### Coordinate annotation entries
* * * *

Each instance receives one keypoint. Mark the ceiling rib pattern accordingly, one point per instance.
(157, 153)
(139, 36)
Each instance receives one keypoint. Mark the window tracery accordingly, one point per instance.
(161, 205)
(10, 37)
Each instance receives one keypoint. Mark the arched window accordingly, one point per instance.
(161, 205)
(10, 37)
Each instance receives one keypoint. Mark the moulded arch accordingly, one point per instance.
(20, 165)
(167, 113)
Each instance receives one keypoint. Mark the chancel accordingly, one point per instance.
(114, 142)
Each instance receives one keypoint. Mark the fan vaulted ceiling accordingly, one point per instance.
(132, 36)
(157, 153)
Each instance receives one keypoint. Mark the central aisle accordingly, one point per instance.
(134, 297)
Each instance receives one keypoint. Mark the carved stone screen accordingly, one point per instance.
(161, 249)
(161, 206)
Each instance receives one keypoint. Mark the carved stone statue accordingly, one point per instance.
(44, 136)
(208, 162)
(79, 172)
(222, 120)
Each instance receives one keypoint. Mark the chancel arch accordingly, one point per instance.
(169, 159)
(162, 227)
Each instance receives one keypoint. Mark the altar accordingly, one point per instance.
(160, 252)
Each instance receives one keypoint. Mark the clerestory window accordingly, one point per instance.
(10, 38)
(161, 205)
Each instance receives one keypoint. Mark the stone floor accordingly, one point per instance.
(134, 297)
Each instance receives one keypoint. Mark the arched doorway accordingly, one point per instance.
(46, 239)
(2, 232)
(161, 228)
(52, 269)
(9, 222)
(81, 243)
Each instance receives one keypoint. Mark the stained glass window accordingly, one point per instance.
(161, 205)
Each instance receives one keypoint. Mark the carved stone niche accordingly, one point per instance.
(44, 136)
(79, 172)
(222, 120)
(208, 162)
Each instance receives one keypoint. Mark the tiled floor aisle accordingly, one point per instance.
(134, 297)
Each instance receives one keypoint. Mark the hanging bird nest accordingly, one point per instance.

* * * *

### REQUIRED WORK
Write out the records shown above, exactly as they appear.

### RESULT OF THIS EXERCISE
Each instance receives one keypoint. Mark the ceiling rib pattern accordingly, one point per instance.
(157, 153)
(139, 36)
Each instance receives one keypoint. Mark the window tracery accordingly, one point per instance.
(161, 205)
(10, 37)
Each instance receives one keypoint. Mark the arched window accordingly, one point per instance.
(161, 205)
(10, 37)
Each instance receives one keypoint. Mark the moulded arch accordingly, one point per instance.
(20, 165)
(167, 113)
Each instance receives one keypoint. Mark the chancel accordingly, one point per instance.
(114, 142)
Each instance receives one keypoint. Mark the fan vaulted ceiling accordingly, one point per instance.
(132, 36)
(157, 153)
Each instance receives one keypoint. Mark the central aisle accordingly, one point per instance.
(134, 297)
Each instance receives one keypoint. Mark the carved stone screen accordingly, one point per instance.
(161, 249)
(161, 206)
Each instance receives one keypoint. Mark the carved stone statue accordingly, one point per instance.
(44, 136)
(208, 162)
(79, 172)
(222, 120)
Each instance receives one keypoint. Mark the chancel arch accordingly, one point per instance.
(169, 159)
(162, 227)
Each instance receives one keypoint. Mark the altar accordingly, one point per instance.
(160, 252)
Each instance receives one keypoint. Mark the clerestory window accordingly, one point per instance.
(10, 38)
(161, 205)
Each instance receives one keypoint. Mark the stone floor accordingly, one point per instance.
(134, 297)
Each instance receives one keypoint. Mark the arched doorway accordingly, one point per instance.
(46, 239)
(2, 232)
(161, 228)
(52, 269)
(9, 222)
(81, 243)
Each instance receives one keypoint. Mark the stained glass window accordingly, one point per instance.
(161, 205)
Each instance receives one keypoint. Mark the carved stone niche accordingly, one point per instance.
(44, 136)
(79, 172)
(222, 120)
(208, 162)
Each instance receives one keypoint. Mark the tiled floor aisle accordingly, one point per instance.
(134, 297)
Each instance receives one keypoint. Mark the hanging bird nest accordingly, one point per instance.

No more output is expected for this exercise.